• **EXTRACTED TEXT**
For VR immersion, we used the Oculus Quest 2 wireless VR headset (Facebook Technologies, LLC. 1 Hacker Way, Menlo Park, CA 94,025, USA) consisting of VR glasses and controllers. A FitXR app was used for training, including boxing training among its many exercise options. A beginner option called Fight Formation (duration of 15 min) with Rooftop (day) location/scenery. Standard settings were retained. The training was a form of active video game that involves the user delivering various boxing punches (straight, hook, undercut) at incoming targets and performing blocks when a two-glove symbol appears in front of the player. The user hits the yellow targets with the right hand, and the blue targets with the left hand. The type of punches depends on how the targets are set up, which suggests to the user which punch should be performed. During the game, the player scores points, which are calculated according to the number and accuracy of hits and the dynamics of the strike.

• **TASK GOAL**
In the VR boxing training passage, which hand does the user hit the yellow targets with?

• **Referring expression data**

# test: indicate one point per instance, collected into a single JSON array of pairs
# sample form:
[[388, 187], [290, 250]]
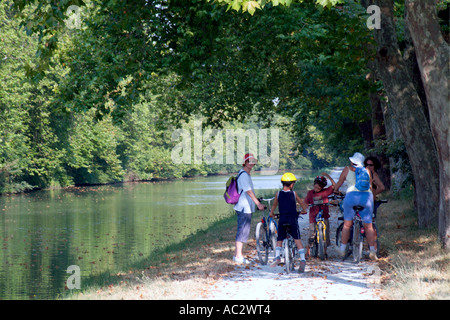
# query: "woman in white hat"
[[356, 197]]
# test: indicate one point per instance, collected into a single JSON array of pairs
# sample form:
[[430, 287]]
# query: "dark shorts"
[[294, 230], [243, 229]]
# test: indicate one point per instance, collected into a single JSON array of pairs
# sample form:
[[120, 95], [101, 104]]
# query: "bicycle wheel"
[[262, 245], [339, 235], [357, 243], [287, 256], [321, 242], [313, 245], [273, 237]]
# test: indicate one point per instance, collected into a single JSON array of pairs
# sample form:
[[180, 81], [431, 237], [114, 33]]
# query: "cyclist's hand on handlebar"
[[261, 207]]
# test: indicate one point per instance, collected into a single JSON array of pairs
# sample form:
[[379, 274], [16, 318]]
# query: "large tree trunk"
[[407, 108], [432, 56], [379, 137]]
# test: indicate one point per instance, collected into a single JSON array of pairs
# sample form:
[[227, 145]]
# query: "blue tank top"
[[287, 203]]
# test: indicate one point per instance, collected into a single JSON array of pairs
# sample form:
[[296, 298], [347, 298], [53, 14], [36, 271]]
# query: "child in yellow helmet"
[[287, 199]]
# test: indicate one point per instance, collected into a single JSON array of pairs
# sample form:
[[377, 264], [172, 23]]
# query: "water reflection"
[[101, 228]]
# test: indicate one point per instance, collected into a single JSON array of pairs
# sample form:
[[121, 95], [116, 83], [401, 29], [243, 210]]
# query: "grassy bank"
[[413, 263]]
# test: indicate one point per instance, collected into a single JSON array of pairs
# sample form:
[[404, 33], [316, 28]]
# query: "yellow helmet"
[[288, 177]]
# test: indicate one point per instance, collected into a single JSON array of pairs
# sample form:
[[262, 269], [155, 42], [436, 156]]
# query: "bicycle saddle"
[[286, 225]]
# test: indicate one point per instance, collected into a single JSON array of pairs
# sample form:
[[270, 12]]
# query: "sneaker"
[[373, 255], [240, 260], [301, 269], [275, 262], [342, 252]]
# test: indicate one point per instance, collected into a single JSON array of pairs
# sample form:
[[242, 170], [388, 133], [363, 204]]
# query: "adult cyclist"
[[355, 197]]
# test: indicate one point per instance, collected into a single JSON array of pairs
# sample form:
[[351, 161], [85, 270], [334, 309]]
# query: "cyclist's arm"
[[380, 186], [274, 205], [302, 203], [329, 177], [255, 200], [341, 179]]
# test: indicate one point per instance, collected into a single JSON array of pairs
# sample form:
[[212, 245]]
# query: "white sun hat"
[[357, 159]]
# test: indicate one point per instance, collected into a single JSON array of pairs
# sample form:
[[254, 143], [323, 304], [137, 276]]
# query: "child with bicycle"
[[319, 195], [286, 200]]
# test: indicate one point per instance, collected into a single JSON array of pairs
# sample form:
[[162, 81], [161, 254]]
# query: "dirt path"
[[330, 279]]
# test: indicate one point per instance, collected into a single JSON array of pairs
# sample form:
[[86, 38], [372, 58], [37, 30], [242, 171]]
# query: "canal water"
[[102, 228]]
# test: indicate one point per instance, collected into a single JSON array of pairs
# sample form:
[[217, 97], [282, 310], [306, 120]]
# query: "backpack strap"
[[237, 182]]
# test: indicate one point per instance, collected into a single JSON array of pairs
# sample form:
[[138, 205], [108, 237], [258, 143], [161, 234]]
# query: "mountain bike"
[[318, 241], [266, 235], [289, 252]]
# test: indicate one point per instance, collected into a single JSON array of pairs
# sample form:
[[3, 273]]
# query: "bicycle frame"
[[264, 243], [317, 242]]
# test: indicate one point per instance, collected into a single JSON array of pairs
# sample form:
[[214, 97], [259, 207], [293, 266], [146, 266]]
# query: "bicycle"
[[289, 251], [317, 243], [266, 237]]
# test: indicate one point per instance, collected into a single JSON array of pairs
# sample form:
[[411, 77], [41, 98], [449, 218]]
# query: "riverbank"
[[412, 264]]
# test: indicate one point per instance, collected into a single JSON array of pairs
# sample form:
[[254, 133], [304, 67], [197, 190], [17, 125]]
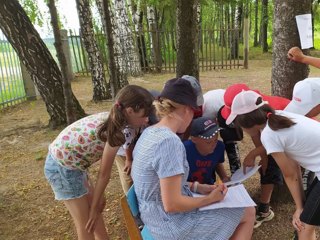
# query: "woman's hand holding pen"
[[218, 193]]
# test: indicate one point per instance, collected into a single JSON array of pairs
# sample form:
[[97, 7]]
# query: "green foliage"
[[33, 12]]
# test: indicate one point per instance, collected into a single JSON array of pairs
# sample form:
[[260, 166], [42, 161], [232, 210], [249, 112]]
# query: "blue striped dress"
[[158, 154]]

• **TASK SOLUTION**
The right hand.